» Work to be completed:
Return the entries below in full. Keep every word as it is.
Stored data Start Marker
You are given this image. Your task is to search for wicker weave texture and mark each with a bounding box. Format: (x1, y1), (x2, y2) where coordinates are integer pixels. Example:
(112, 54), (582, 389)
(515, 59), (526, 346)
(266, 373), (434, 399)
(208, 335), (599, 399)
Stored data End Marker
» Finished exercise:
You are given this image. Your task is to search for wicker weave texture and mark each with a bounding box. Format: (x1, y1), (x2, y2) where coordinates are integer pixels. Example:
(112, 54), (582, 389)
(515, 59), (526, 346)
(266, 373), (434, 399)
(208, 335), (599, 399)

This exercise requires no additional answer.